§ Data:
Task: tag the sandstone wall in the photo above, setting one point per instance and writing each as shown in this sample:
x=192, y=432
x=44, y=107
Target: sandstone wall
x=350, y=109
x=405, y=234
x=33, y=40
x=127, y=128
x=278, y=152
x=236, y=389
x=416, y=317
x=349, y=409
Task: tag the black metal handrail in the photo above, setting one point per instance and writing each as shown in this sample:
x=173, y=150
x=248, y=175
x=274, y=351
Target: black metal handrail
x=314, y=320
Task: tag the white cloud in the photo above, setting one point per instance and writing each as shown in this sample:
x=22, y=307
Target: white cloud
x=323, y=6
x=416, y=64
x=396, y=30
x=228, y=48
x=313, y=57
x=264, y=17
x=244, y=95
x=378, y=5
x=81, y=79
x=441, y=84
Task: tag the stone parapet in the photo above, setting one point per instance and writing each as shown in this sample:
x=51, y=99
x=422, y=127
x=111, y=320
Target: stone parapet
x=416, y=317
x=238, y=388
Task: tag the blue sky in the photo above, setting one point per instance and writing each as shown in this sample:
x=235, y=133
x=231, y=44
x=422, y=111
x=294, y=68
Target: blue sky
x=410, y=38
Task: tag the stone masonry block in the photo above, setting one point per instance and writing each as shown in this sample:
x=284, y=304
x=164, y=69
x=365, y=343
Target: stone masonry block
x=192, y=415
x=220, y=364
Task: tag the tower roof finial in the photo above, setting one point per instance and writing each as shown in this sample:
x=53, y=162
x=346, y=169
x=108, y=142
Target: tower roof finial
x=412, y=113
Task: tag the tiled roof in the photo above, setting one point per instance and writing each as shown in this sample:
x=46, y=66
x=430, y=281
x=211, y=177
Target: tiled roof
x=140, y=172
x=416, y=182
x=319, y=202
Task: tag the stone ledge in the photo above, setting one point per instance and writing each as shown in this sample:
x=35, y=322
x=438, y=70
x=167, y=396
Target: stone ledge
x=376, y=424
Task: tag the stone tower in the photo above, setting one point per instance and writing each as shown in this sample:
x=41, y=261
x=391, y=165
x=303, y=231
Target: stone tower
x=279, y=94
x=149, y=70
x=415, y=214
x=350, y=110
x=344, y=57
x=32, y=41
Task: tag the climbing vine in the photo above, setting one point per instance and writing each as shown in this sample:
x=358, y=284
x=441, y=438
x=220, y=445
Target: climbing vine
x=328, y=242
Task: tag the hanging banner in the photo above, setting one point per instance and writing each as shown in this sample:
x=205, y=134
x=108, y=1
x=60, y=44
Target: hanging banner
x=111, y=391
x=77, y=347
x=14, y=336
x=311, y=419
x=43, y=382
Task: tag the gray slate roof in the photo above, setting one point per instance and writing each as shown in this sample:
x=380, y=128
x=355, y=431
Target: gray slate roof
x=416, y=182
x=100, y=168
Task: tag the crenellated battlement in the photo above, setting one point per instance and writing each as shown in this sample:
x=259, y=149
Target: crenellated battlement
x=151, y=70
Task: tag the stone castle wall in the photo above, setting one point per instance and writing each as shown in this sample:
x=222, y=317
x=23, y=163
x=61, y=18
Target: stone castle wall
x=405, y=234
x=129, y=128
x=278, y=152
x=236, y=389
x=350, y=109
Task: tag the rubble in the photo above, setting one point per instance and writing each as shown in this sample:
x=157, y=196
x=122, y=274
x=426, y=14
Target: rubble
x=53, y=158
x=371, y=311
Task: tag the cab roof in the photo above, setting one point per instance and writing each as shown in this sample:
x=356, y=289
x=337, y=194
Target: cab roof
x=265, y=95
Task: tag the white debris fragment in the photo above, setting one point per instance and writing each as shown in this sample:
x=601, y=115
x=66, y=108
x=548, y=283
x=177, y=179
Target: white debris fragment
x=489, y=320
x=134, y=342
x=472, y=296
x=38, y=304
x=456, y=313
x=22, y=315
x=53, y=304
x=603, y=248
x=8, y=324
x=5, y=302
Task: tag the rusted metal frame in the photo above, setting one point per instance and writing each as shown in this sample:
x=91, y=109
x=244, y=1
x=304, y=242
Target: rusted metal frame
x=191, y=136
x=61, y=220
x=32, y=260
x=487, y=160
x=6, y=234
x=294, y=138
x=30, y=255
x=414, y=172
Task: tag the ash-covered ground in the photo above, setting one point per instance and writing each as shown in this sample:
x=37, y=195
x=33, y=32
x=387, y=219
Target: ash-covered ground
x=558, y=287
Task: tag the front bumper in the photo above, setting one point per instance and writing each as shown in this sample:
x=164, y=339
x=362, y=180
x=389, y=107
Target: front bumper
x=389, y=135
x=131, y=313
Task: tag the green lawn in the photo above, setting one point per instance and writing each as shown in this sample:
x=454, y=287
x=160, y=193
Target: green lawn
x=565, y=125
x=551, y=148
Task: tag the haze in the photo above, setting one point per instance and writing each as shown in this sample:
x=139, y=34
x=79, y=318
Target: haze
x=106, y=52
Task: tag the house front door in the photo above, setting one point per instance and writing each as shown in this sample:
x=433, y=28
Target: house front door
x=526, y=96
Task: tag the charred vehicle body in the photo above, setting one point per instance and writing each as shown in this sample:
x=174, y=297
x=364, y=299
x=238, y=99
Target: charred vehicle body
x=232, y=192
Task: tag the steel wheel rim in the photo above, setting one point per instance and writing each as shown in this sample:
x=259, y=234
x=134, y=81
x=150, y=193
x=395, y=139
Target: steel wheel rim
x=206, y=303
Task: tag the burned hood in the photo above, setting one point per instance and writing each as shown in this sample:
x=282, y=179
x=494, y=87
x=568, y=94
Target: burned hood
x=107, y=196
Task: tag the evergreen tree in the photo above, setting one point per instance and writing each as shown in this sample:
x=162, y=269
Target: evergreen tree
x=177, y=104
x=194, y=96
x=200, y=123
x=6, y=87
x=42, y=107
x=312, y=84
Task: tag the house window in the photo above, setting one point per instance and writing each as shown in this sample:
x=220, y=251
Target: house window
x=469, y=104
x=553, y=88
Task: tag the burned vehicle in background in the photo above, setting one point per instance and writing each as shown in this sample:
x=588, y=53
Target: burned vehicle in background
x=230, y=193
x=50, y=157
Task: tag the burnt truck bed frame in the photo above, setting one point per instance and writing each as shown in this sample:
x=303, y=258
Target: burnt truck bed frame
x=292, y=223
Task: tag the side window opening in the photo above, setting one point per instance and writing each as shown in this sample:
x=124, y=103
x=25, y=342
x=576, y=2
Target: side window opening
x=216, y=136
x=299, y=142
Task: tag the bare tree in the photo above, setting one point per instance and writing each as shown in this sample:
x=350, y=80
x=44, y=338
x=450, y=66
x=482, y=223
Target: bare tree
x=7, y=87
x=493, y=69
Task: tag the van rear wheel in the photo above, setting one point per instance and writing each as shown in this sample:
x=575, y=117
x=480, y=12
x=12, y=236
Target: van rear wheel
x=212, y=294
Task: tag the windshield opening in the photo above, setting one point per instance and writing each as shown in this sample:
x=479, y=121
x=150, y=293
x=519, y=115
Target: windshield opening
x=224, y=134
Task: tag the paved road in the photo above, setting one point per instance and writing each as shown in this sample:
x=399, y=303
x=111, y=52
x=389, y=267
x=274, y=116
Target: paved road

§ Your objective: Copy each line of the data that contains the word "paved", leaving the other lines out.

§ Task output:
Task: tag the paved road in the photo above, setting one point per instance and writing each as shown in this sample:
Target: paved road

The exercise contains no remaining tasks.